• **What this task involves**:
Copy out the whole listing below line by line, offsetting every point coordinate in the answers by adding 14 to each number. Leave the pictures out.

(Entries from a point annotation set)
•••

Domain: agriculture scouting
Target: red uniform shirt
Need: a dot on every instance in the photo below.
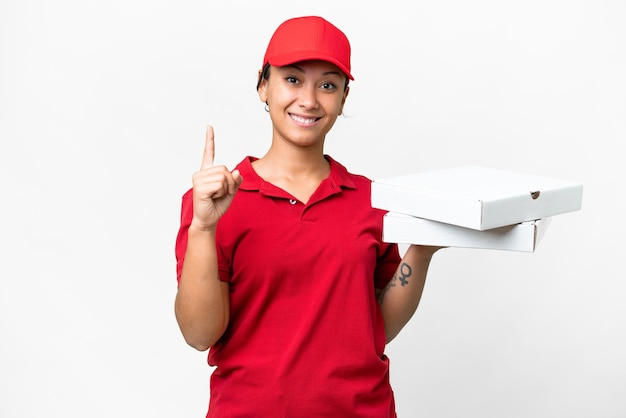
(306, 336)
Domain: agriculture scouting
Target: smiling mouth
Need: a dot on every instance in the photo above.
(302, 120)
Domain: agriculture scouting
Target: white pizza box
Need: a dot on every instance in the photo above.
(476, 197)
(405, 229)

•••

• **Result**:
Domain: agriculture scouting
Target: red uniform shirt
Need: a dot on every instance in the photo below.
(320, 350)
Domain: agriculture scouting
Target: smiling mouth
Need: a dot on every instance in the photo above.
(316, 134)
Domain: agriculture scouting
Target: white pizza box
Need: a dot on every instance in the photo above.
(490, 211)
(419, 243)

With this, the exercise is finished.